▶ **AIM**
Beginning with the line where "the red taillight" appears, restate the lines word for word through the last one in the listing.
* Begin RECORD LIST *
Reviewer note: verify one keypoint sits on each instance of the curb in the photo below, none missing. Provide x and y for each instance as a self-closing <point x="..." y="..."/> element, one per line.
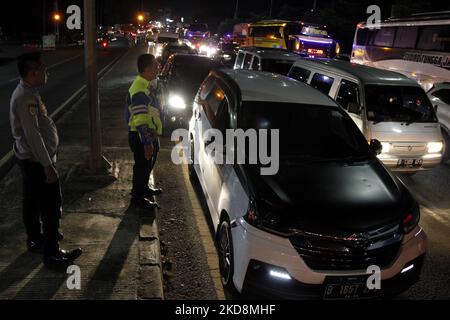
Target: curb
<point x="150" y="266"/>
<point x="7" y="162"/>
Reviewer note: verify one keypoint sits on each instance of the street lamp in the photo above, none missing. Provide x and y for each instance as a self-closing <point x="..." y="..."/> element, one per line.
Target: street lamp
<point x="57" y="19"/>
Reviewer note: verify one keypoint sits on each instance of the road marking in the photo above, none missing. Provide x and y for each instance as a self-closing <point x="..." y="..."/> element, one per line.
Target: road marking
<point x="52" y="66"/>
<point x="205" y="236"/>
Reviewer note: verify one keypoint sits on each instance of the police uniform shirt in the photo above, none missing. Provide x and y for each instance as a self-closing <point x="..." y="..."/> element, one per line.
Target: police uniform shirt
<point x="34" y="132"/>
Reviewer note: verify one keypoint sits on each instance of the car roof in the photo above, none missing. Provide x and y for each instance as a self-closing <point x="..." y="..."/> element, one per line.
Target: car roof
<point x="268" y="53"/>
<point x="365" y="74"/>
<point x="271" y="87"/>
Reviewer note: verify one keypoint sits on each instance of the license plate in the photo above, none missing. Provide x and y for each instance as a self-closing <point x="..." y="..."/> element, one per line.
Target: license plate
<point x="348" y="289"/>
<point x="409" y="163"/>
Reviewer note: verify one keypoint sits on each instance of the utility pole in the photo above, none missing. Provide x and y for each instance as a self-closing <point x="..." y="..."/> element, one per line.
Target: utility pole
<point x="271" y="8"/>
<point x="96" y="159"/>
<point x="236" y="10"/>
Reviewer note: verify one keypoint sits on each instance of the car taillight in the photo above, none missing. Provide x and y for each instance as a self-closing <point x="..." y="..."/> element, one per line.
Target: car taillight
<point x="410" y="221"/>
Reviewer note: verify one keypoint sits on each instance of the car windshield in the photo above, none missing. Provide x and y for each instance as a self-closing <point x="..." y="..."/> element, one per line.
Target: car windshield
<point x="398" y="104"/>
<point x="192" y="73"/>
<point x="277" y="66"/>
<point x="308" y="132"/>
<point x="167" y="40"/>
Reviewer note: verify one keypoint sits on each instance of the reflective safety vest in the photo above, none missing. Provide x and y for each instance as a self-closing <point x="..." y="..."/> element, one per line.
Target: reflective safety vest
<point x="143" y="108"/>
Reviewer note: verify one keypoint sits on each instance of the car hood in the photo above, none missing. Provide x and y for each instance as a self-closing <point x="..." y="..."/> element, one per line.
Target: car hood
<point x="330" y="197"/>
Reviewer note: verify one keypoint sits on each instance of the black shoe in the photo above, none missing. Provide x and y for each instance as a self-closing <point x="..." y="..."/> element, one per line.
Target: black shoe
<point x="152" y="192"/>
<point x="144" y="204"/>
<point x="62" y="258"/>
<point x="35" y="245"/>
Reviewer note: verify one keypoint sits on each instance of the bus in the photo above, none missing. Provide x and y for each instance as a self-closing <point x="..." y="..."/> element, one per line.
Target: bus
<point x="299" y="37"/>
<point x="417" y="46"/>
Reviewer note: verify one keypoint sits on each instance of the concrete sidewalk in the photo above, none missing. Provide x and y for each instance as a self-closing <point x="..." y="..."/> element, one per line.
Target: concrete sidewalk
<point x="121" y="258"/>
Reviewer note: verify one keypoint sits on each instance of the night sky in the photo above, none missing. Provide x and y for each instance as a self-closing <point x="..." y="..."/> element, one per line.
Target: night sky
<point x="27" y="15"/>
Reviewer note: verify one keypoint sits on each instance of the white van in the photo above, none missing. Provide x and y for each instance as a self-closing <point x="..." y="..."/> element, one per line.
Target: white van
<point x="385" y="105"/>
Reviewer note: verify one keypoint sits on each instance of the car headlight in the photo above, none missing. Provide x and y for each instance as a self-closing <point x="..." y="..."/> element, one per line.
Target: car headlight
<point x="411" y="220"/>
<point x="177" y="102"/>
<point x="435" y="147"/>
<point x="386" y="147"/>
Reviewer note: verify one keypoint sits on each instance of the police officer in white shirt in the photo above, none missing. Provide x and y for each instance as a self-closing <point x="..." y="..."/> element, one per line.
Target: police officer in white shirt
<point x="35" y="146"/>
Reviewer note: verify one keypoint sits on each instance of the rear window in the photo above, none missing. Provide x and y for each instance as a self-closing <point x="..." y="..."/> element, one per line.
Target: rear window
<point x="300" y="74"/>
<point x="277" y="66"/>
<point x="266" y="32"/>
<point x="322" y="83"/>
<point x="398" y="104"/>
<point x="384" y="37"/>
<point x="443" y="95"/>
<point x="406" y="37"/>
<point x="434" y="38"/>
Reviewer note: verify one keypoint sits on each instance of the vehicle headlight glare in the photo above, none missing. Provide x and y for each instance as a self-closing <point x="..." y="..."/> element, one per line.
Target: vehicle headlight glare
<point x="435" y="147"/>
<point x="177" y="102"/>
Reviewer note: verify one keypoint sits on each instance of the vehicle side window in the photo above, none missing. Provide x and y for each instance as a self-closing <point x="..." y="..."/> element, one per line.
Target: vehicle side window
<point x="362" y="36"/>
<point x="443" y="95"/>
<point x="239" y="60"/>
<point x="213" y="103"/>
<point x="223" y="116"/>
<point x="434" y="38"/>
<point x="385" y="37"/>
<point x="348" y="94"/>
<point x="322" y="83"/>
<point x="206" y="87"/>
<point x="247" y="61"/>
<point x="406" y="37"/>
<point x="300" y="74"/>
<point x="256" y="64"/>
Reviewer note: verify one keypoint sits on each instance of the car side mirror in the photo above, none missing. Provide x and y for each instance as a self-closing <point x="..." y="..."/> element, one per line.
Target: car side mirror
<point x="354" y="108"/>
<point x="376" y="147"/>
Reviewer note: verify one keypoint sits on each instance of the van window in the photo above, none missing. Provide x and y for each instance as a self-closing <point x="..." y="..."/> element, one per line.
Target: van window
<point x="388" y="103"/>
<point x="406" y="37"/>
<point x="206" y="87"/>
<point x="266" y="32"/>
<point x="300" y="74"/>
<point x="384" y="37"/>
<point x="361" y="37"/>
<point x="256" y="63"/>
<point x="213" y="102"/>
<point x="348" y="93"/>
<point x="239" y="60"/>
<point x="247" y="61"/>
<point x="434" y="38"/>
<point x="277" y="66"/>
<point x="322" y="83"/>
<point x="443" y="95"/>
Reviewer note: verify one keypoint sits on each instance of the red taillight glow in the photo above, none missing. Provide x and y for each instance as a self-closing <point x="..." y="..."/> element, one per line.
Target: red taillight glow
<point x="408" y="219"/>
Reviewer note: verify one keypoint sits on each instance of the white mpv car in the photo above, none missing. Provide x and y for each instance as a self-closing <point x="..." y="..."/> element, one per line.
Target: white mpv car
<point x="332" y="211"/>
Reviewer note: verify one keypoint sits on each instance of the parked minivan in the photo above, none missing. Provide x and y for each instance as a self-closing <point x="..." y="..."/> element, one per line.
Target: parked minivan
<point x="330" y="213"/>
<point x="265" y="59"/>
<point x="385" y="105"/>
* End RECORD LIST *
▶ **WRITTEN RESPONSE**
Reviewer note: verify one keypoint sits on each instance of the red taillight glow in the photo above, none missing. Provide x and y for each instance as a self-closing <point x="..." y="..."/> element, one per line.
Target: red taillight glow
<point x="408" y="219"/>
Reviewer note: verify one keypoint sits on each instance of the white mpv car in the photo above, none missing. Provide x and y for each instance as a self-closing <point x="..." y="..."/> element, one per line.
Target: white mpv car
<point x="332" y="211"/>
Reviewer note: verify one keypoint sits on each instance of the parked minivan in the photo above, none missing. Provide x and y for each instance as a self-closing <point x="..." y="..."/> element, one per line.
Target: parked minivan
<point x="330" y="213"/>
<point x="265" y="59"/>
<point x="385" y="105"/>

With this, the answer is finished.